──────── Texte ────────
La première fois que j'ai pratiqué une danse consciente, j'étais un animal craintif utilisant son aisance physique pour fuir comme une biche au moindre frémissement, ses longs cheveux pour se cacher derrière, son faux-self pour donner le change. De loin, j'étais super à l'aise. Dedans, pétrifiée. Mais seul un oeil avisé pouvait le discerner. Incognito dans ma cape d'invisibilité: j'étais une timide anonyme bien au chaud dans ses pensées.
Je les aimais mes barricades chéries, c'est pas pour rien que je les avais dressées. Elles et moi on vivait une grande aventure. L'aventure intérieure: avec des châteaux, des contrées, des dragons, des hommes oiseaux, des couleurs, des cartes, des femmes fleurs, tout y était... Il ne manquait qu'une chose: donner un beau rôle aux envahisseurs, pour compléter le tableau et faire de ma vie une aventure humaine.
──────── Extraits des lignes ────────
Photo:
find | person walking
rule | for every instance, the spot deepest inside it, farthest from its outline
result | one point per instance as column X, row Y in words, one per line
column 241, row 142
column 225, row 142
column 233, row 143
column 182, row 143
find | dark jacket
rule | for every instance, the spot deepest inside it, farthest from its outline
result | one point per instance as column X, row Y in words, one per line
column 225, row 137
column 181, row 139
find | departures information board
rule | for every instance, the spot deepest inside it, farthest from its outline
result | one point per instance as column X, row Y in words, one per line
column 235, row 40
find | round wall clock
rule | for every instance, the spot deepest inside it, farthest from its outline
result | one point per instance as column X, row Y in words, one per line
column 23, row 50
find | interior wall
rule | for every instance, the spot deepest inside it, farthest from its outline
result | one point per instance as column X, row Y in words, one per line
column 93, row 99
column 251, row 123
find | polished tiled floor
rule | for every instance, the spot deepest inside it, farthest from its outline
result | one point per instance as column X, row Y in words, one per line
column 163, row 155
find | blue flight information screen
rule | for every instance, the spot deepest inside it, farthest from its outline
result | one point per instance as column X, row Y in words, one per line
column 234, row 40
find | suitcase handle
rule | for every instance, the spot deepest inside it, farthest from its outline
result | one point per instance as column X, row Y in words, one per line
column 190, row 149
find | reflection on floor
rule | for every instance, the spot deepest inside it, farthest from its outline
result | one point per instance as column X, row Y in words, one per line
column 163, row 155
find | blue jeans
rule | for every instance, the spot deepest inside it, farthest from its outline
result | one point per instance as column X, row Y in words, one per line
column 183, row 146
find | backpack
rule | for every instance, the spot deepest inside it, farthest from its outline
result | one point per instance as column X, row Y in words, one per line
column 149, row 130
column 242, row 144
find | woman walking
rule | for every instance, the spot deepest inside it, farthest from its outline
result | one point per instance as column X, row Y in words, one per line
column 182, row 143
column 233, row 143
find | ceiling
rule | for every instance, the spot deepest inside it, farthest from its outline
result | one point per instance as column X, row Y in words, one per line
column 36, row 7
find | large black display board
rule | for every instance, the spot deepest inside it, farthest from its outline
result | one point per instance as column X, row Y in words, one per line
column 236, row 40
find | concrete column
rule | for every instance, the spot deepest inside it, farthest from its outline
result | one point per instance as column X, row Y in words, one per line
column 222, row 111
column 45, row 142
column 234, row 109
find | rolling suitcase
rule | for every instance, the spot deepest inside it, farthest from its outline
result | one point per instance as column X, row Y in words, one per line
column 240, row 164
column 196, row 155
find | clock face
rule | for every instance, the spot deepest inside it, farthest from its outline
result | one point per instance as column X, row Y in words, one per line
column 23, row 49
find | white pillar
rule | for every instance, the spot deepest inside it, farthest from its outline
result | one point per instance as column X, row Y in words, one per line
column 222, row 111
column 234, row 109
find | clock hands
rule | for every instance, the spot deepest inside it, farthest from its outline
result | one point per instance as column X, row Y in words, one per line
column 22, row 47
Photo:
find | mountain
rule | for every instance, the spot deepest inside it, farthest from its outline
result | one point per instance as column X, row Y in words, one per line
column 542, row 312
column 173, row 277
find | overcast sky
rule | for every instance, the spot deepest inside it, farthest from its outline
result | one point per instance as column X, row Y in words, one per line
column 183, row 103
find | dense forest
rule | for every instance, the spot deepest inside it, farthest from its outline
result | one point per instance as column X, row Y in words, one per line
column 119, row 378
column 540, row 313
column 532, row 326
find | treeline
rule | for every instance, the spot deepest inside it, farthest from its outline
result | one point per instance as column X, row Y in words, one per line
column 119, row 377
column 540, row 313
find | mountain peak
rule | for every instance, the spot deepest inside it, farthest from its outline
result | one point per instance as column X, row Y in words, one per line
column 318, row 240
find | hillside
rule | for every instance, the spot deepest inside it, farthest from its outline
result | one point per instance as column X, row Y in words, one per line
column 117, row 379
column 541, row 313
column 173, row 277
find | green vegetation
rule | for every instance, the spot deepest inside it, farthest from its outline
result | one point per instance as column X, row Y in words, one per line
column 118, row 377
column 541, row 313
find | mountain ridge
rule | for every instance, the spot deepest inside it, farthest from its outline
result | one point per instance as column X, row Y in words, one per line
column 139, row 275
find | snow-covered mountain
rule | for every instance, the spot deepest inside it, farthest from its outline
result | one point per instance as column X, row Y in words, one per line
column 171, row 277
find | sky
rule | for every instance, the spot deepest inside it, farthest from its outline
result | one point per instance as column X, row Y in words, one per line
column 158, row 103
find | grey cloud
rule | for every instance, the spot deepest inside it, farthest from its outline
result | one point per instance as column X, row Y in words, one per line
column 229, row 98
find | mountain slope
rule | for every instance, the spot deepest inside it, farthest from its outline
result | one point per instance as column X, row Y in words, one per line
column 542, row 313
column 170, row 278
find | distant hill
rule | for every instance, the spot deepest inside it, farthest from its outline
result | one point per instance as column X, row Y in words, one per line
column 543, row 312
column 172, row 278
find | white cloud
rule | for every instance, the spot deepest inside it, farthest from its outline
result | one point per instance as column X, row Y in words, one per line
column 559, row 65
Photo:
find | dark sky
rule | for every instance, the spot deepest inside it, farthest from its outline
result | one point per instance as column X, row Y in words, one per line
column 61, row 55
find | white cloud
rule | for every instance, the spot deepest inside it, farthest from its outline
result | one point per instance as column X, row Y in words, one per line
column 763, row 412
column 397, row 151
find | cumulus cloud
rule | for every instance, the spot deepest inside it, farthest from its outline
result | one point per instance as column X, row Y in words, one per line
────────
À faire:
Prolongez le texte sur la danse consciente au-delà de sa dernière phrase. Les lignes ne servent à rien ici.

Résultat:
La conscience est un Graal, sa quête une Odysée, car l'égo est rusé. Il fallait savoir tendre des pièges si tendres que je sois heureuse d'y tomber, et d'y trouver mes armes. C'est entre autres pour ça que j'ai choisi mes enseignants. Ils n'étaient ni vieux, ni verts, ni courts sur pattes,... mais tout aussi inspirés, sages et clair-voyants que Yoda. Car il fallait être rusé, il fallait avoir roulé sa bosse, connaître le labyrinthe intérieur et ses ficelles, pour démêler mes pelotes et m'ouvrir les portes, pour déjouer les pièges que je m'étais tendus, en boucle comme le poisson dans son bocal ayant l'impression de parcourir le monde.
Il fallait aussi que leurs bras soient assez grands pour contenir l'espace, le vaste monde de mes explorations, et accueillir tout ce qui en émergeait, le beau comme le laid, mes monstres et mes déesses, les litres de larmes versés en plein désert pour mettre à flot le navire de mes envies profondes.
Il fallait qu'ils aient eux mêmes pris de la hauteur pour m'apprendre à voir ce petit monde comme on observe une fourmillière à travers la voie lactée.
Et si la salle de danse était ce pont entre nos univers où l'on danse sur les épaules des géants? Gratitude intergalactique à Lucie Nérot, Andrea Juhan, Vic Cooper, Kathy Altman, Lori Saltzman, Jacques Laurent, les géants qui ont porté, portent et porteront ma danse. Et aux autres...
Alors, on danse?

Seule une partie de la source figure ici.